EXCERPT:
______

Try not fighting the thinking. just acknowledge and let them go... they will eventually...
No advices sorry but I'm certainly send you a big hug from a fellow sufferer :)

Scared_11
16-02-12, 18:51
I get these thoughts also and I am having a bad week in terms of negative thinking, my main thought at the moment is 'what if I can't handle anxiety anymore and ending up killing myself' truly terrifying thought.

They come and go all the time. My main advise would be to just try and distract yourself as much as possible. It's impossible to think more than one thing at a time so if you distract yourself then it gives ur brain the break from any thought u don't want. Also sometimes u greet my thoughts, like I will say ' oh hello here you are again thought' this seems to help me.

jazzy14
16-02-12, 22:25
Thanks everyone :) That makes me feel a lot better. For some reason I have just felt like crying all day, but the more I thought about it this may have something to do with my monthly visitor coming soon. Being an emotional mess does not help matters! And scared 11, I have had this thought lately too! It really is terrifying. But deep down I KNOW that I would never want to do anything to harm anyone, including my family. I love them to pieces. I really do love life, I just wish that I wasn't having these thoughts. They bring me down.

Scared_11
16-02-12, 22:47
I have felt exactly the same all day. Less anxious but very low and sad. I could have cried all day. I am the same, I just want to get better and enjoy life again. I am so scared that I won't and I can't take it anymore and do something to hurt my family who I love so much. The fear of hurting everyone around me keeps this worry going.

Tomorrow is a new day tho and it might be a good day.

______

DATASET CONTENT:
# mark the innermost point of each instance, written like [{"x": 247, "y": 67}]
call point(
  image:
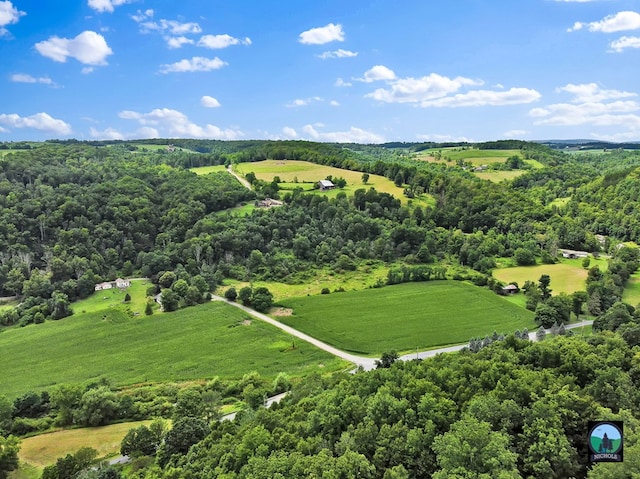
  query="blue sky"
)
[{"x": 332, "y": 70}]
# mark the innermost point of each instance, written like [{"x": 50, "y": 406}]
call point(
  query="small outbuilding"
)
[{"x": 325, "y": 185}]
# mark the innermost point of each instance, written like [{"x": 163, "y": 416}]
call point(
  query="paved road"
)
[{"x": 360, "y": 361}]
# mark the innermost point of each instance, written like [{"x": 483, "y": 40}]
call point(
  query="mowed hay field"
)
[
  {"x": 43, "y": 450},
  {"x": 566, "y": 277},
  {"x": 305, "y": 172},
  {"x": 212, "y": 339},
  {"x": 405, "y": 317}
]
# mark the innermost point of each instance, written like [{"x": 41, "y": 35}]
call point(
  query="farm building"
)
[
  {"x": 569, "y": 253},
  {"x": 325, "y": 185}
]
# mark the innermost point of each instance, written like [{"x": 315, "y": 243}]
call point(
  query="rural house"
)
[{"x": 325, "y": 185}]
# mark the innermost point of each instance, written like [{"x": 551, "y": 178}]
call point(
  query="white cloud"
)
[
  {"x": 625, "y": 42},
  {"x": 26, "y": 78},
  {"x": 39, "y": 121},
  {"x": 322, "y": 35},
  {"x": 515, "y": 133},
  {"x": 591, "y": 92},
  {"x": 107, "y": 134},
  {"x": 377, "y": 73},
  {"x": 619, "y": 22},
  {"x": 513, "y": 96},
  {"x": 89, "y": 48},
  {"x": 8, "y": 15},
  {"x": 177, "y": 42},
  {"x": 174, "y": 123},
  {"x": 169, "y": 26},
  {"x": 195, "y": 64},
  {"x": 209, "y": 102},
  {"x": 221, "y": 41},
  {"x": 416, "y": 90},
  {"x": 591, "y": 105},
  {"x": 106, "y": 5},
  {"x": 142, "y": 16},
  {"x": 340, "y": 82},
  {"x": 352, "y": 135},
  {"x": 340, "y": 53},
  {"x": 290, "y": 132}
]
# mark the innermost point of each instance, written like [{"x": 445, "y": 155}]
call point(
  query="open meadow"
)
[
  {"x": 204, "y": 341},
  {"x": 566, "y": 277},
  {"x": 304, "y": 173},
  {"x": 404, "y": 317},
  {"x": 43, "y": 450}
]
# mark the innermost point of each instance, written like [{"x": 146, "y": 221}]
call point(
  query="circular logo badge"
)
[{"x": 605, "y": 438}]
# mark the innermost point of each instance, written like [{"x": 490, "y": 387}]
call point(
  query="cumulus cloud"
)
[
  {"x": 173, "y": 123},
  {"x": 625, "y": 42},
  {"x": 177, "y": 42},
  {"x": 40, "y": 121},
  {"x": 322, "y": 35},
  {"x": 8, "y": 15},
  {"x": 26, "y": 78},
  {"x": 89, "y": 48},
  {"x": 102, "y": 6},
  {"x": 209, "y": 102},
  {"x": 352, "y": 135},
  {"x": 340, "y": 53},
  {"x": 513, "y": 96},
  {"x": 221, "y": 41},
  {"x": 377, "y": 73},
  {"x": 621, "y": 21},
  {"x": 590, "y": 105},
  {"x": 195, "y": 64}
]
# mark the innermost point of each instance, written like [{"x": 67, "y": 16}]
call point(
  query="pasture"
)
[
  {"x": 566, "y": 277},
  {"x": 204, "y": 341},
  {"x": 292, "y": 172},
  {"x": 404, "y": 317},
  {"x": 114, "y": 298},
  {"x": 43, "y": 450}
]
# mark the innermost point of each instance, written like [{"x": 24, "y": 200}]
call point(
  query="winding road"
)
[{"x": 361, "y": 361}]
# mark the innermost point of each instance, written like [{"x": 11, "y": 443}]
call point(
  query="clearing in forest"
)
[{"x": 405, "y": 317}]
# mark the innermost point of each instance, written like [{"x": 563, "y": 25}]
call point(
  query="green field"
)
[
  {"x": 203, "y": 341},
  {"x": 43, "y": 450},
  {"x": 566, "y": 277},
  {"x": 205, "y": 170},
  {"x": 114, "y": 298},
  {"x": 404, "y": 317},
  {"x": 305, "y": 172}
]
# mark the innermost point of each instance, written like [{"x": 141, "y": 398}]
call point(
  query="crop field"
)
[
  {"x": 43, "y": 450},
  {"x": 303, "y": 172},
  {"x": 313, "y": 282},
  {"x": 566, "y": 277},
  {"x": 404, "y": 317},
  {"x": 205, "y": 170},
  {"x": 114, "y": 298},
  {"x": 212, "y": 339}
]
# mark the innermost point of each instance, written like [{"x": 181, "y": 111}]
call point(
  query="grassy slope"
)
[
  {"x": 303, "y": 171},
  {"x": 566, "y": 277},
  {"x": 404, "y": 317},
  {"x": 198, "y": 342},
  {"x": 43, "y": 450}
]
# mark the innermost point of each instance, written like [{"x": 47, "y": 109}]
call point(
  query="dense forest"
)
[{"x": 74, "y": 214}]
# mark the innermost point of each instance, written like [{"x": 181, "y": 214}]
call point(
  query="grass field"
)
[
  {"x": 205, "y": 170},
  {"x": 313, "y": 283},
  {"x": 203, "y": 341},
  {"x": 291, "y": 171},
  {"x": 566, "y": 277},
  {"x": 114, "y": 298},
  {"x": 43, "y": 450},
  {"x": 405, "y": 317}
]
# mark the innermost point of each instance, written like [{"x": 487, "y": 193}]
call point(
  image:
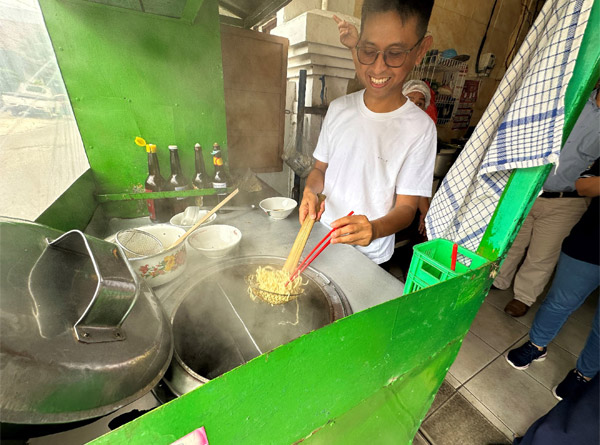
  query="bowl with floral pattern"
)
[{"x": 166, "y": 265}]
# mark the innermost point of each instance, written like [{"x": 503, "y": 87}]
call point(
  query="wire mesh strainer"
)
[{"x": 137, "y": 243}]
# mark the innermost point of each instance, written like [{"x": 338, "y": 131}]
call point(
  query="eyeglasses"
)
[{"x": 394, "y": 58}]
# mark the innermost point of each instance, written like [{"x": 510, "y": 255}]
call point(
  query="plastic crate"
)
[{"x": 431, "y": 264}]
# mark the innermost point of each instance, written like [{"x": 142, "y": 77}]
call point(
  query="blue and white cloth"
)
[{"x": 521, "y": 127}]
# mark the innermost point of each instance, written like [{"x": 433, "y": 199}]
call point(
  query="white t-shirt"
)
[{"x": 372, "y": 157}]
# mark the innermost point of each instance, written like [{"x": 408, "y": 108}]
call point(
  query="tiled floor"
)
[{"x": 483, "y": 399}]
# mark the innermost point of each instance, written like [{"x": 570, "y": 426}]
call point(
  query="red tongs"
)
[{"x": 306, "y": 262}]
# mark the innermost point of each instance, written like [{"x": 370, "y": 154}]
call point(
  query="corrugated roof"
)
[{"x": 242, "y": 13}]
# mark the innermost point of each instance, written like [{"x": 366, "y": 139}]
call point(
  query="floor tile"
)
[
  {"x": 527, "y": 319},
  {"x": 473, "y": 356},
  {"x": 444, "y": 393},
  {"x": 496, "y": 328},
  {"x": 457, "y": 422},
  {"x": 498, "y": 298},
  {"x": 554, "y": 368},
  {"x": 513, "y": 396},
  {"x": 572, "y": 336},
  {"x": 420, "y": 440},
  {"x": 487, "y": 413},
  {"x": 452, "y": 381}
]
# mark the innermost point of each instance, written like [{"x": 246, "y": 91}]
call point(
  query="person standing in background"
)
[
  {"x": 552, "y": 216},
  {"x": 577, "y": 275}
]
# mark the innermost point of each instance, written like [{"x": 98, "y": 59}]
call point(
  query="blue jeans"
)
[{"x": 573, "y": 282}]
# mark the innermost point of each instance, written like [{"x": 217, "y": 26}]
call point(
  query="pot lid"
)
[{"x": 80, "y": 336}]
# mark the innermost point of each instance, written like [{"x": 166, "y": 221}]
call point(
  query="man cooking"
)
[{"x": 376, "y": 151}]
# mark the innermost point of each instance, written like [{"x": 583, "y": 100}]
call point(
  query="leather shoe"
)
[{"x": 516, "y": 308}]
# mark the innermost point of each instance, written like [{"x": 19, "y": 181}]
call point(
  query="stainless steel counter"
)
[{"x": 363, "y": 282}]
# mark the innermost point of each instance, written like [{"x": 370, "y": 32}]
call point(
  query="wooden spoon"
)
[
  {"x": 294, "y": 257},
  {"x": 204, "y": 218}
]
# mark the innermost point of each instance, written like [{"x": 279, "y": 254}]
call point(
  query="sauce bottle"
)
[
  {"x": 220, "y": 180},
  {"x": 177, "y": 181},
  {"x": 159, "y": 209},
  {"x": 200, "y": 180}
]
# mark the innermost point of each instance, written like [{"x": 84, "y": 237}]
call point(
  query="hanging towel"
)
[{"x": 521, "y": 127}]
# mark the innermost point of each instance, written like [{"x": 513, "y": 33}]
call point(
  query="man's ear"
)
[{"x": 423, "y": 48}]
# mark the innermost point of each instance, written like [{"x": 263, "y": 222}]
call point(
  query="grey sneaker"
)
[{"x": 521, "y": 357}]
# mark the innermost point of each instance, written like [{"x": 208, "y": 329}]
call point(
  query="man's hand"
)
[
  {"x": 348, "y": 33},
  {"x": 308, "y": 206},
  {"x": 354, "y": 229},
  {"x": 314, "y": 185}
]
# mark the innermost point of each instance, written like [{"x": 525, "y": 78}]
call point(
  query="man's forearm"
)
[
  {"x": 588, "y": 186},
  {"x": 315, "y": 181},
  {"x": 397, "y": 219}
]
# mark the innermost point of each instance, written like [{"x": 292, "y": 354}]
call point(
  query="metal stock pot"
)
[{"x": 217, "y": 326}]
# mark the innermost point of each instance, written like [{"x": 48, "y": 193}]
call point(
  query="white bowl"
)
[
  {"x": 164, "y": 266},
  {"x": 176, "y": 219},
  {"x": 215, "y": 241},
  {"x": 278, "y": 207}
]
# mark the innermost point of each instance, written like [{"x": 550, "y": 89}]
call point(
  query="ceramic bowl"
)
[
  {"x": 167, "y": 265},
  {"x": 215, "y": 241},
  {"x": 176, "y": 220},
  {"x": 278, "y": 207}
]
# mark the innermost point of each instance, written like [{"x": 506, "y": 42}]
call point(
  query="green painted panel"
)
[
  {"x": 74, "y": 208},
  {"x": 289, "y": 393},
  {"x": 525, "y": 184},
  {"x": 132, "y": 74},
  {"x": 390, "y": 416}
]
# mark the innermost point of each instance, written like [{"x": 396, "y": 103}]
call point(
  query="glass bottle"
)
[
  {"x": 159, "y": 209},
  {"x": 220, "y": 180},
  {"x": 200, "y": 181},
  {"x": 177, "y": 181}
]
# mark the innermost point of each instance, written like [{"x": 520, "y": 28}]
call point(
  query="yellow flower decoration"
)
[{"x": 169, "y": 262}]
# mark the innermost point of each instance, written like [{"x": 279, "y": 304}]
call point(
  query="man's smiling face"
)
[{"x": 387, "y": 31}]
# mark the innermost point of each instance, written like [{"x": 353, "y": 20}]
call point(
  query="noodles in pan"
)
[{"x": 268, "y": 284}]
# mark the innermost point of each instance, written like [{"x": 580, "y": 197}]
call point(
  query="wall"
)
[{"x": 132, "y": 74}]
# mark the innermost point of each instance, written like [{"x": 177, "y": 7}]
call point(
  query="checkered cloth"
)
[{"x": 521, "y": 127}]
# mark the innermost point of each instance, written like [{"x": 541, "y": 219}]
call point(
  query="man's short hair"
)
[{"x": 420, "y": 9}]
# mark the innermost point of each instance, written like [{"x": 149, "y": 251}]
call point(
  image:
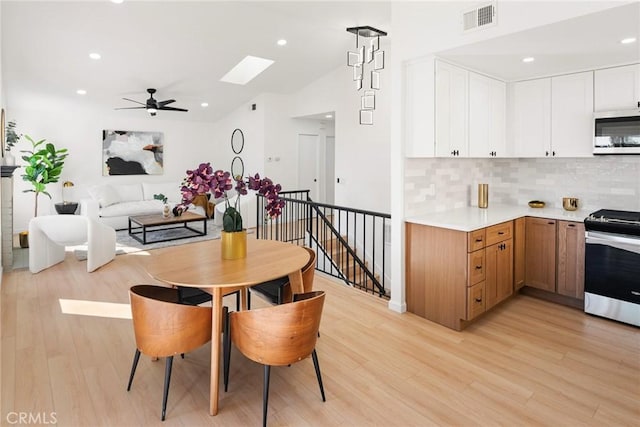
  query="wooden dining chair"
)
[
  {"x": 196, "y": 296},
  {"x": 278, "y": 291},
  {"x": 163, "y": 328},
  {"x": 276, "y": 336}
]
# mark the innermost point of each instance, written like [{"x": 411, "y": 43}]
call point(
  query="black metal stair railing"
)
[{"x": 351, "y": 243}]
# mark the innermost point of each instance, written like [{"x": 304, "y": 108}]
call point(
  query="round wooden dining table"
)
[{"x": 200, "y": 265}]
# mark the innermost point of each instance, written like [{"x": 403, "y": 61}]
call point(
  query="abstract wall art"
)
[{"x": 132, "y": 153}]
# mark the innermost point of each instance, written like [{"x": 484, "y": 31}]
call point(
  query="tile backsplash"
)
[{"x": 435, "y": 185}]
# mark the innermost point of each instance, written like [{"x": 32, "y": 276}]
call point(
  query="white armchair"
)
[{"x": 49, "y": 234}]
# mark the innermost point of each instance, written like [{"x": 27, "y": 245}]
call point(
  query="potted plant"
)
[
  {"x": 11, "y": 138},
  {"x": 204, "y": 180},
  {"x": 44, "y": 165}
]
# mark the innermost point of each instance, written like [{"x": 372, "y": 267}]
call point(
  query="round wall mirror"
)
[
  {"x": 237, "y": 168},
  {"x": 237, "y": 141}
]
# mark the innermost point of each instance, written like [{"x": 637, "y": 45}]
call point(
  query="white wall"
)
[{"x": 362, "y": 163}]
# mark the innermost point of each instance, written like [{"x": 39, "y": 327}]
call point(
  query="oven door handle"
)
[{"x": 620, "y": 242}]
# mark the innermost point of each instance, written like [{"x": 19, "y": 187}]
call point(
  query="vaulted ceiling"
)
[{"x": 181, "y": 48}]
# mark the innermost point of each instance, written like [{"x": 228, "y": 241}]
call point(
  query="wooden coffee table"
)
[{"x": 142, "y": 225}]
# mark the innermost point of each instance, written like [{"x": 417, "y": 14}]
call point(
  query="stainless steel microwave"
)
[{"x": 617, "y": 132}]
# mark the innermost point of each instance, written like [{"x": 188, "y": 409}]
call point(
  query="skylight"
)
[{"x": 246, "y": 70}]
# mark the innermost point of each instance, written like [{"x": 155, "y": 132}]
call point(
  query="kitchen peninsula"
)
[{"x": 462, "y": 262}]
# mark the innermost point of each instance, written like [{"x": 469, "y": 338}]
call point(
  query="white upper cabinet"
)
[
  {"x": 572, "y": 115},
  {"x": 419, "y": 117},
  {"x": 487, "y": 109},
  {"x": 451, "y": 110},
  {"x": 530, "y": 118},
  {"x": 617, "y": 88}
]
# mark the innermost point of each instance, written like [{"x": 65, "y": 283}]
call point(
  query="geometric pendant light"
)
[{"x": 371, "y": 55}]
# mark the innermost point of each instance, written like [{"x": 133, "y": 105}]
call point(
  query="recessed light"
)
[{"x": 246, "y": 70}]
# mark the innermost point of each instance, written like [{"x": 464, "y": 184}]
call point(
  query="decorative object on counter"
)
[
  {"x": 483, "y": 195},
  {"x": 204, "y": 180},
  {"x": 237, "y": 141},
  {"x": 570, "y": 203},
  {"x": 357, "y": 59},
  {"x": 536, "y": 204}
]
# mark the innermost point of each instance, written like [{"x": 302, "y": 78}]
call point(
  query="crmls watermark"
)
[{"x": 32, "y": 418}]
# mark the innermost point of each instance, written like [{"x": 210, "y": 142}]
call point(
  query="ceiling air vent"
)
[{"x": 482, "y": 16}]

______

THINGS TO DO:
[a] List every time of day stamped on a post in the forum thread.
[b] Reproduce everything in the forum thread from "Try not fighting" down to "truly terrifying thought.".
The entries have no connection to the forum thread.

TASK RESPONSES:
[a] 18:51, 22:25, 22:47

[b]
Try not fighting the thinking. just acknowledge and let them go... they will eventually...
No advices sorry but I'm certainly send you a big hug from a fellow sufferer :)

Scared_11
16-02-12, 18:51
I get these thoughts also and I am having a bad week in terms of negative thinking, my main thought at the moment is 'what if I can't handle anxiety anymore and ending up killing myself' truly terrifying thought.